(Photo courtesy of Etowah County Commission)
By Emma Kirkemier, News Editor
The Etowah County Commission voted on January 3 to approve a rebranding of the county’s Megasite, now called Northeast Alabama Regional Megasite.
The NEAR Megasite name change will make the property more recognizable, said Etowah County Commission’s Chief Administration Officer Shane Ellison. While Little Canoe Creek — its previous namesake — is a local landmark, Northeast Alabama is much easier to pinpoint on a map from anywhere.
“‘NEAR’ has many meanings in this situation,” Ellison explained. “It’s near to utilities and infrastructure, near to prospective employees for a new industry and near to our major partner, Norfolk Southern Rail.”
Norfolk Southern has added perhaps the greatest appeal to the industrial site by making it accessible via railway, as well as investing $5.7 million into the site’s development. The latter, based on Growing Alabama grant funding, has allowed the county to add a 70-acre pad and an access road — with 30 more acres and a second access road on the way.
The commission has made several corporate allies in the development of the property, including Alabama Power, from whose marketing department the new name arose.

Stored data:
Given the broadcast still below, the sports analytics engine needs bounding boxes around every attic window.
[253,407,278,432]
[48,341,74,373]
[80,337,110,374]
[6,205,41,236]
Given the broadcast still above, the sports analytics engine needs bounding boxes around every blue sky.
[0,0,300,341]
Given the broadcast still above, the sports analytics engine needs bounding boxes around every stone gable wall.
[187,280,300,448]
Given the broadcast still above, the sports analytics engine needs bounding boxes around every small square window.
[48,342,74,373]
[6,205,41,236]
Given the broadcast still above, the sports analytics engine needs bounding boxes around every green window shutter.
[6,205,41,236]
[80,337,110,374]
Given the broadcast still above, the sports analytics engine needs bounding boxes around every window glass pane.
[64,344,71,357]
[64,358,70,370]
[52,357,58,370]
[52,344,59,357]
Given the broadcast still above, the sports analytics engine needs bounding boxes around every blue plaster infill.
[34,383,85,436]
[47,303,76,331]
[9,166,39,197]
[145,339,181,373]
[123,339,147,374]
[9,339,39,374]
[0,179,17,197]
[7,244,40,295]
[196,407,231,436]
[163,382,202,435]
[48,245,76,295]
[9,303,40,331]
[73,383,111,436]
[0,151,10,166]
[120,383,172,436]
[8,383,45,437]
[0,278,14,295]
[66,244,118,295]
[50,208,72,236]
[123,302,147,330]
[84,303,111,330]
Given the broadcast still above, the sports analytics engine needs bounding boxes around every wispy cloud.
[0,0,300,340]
--
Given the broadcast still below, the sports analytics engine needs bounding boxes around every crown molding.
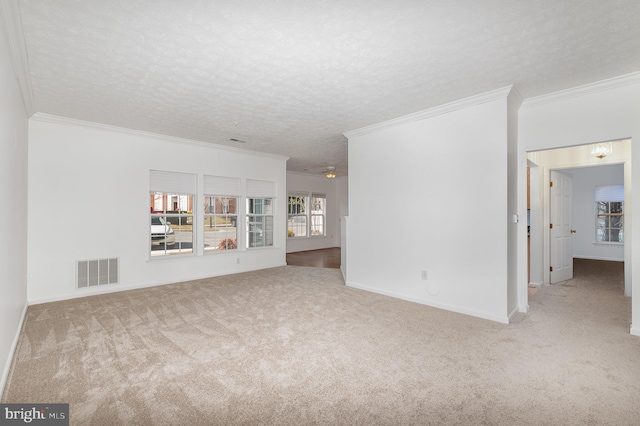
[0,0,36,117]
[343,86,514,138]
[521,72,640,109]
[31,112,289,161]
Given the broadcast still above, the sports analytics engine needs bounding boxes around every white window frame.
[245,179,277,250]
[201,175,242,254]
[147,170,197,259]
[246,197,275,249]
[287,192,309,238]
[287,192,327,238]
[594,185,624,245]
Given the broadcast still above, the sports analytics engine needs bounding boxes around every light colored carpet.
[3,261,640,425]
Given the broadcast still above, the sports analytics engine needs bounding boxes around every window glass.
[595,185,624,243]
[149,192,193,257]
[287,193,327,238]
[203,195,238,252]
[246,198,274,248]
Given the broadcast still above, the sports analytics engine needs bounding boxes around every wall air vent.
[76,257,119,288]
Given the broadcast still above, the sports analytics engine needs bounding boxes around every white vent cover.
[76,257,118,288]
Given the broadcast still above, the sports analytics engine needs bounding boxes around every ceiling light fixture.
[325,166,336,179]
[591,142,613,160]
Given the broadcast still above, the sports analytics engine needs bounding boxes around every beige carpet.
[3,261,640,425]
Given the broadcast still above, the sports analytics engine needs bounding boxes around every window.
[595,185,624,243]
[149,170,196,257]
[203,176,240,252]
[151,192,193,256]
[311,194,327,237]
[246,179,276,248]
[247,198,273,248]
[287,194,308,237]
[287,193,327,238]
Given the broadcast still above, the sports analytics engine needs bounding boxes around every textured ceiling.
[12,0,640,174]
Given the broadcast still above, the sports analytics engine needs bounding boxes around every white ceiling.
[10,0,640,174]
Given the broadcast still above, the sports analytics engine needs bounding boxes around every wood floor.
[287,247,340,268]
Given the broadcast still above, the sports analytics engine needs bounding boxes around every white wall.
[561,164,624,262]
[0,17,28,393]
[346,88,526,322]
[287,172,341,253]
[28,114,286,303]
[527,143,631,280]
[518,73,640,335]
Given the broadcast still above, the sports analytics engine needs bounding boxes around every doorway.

Work instruction A:
From the megasite article above, set down word for word the part that opens with the words containing "Norfolk Southern has" and closes with "new name arose.".
Work instruction B:
Decide whether each statement agrees with the megasite article above, answering yes or no and quoting the words of the article that decide it: (i) The Etowah County Commission approved the rebranding in a vote on January 3. (ii) Norfolk Southern invested $7.5 million into the site's development. (iii) The site already has 100 acres of pad in place.
Work instruction C:
According to the megasite article above, what position does Shane Ellison hold?

Exercise result A:
Norfolk Southern has added perhaps the greatest appeal to the industrial site by making it accessible via railway, as well as investing $5.7 million into the site’s development. The latter, based on Growing Alabama grant funding, has allowed the county to add a 70-acre pad and an access road — with 30 more acres and a second access road on the way.
The commission has made several corporate allies in the development of the property, including Alabama Power, from whose marketing department the new name arose.

Exercise result B:
(i) Yes: "The Etowah County Commission voted on January 3 to approve a rebranding of the county’s Megasite"
(ii) No: "investing $5.7 million into the site’s development"
(iii) No: "has allowed the county to add a 70-acre pad and an access road — with 30 more acres and a second access road on the way"

Exercise result C:
He is the Etowah County Commission's Chief Administration Officer.